(TEXT):
[Start of section]

The subject line of the 2014 email was "Thank you - from a former interviewee."

The note began: "You might not remember …"

But I did remember. How could I not?

Sixteen years earlier back in 1998, I worked with photographer Mark Welsh to chronicle the journey of 8-year-old Lisa Mongillo of Arlington Heights. She had battled acute lymphocytic leukemia for more than a third of her life; she fought through years of chemo, 18 spinal taps and long days - and weeks - in the hospital. She endured a dangerous fungal infection and, at one point, heart failure.

When she was offered a Make-A-Wish trip with her family, she chose Hawaii. She wanted to see a Madagascar periwinkle, a flower used in the chemotherapy that had made her well. Lisa couldn't go all the way to the African island, but she could see - and hold - a version that grows in the Hawaiian rainforest.

I was a young mother at the time I interviewed Lisa and her parents in their home. Seeing pictures of her in treatment was heartbreaking.

Long after the piece ran, Lisa Mongillo's story stayed with me.

I thought of her often over the years, hoping she was well, that her future was bright.

Then, in 2014, she reached out, referencing the story we'd headlined "Lisa's Wish."

[End of section]

Summarize the passage about Lisa Mongillo in two sentences.

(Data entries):
[Start of section]

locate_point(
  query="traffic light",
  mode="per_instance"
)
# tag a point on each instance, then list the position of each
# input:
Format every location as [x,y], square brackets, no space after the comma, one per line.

[End of section]

(ANSWER TO THE PROBLEM): In 1998 the writer and photographer Mark Welsh chronicled the journey of 8-year-old Lisa Mongillo of Arlington Heights, who had battled acute lymphocytic leukemia and chose a Make-A-Wish trip to Hawaii to see a Madagascar periwinkle, a flower used in the chemotherapy that had made her well. Her story stayed with the writer for years, and in 2014 she reached out by email, referencing the story headlined "Lisa's Wish."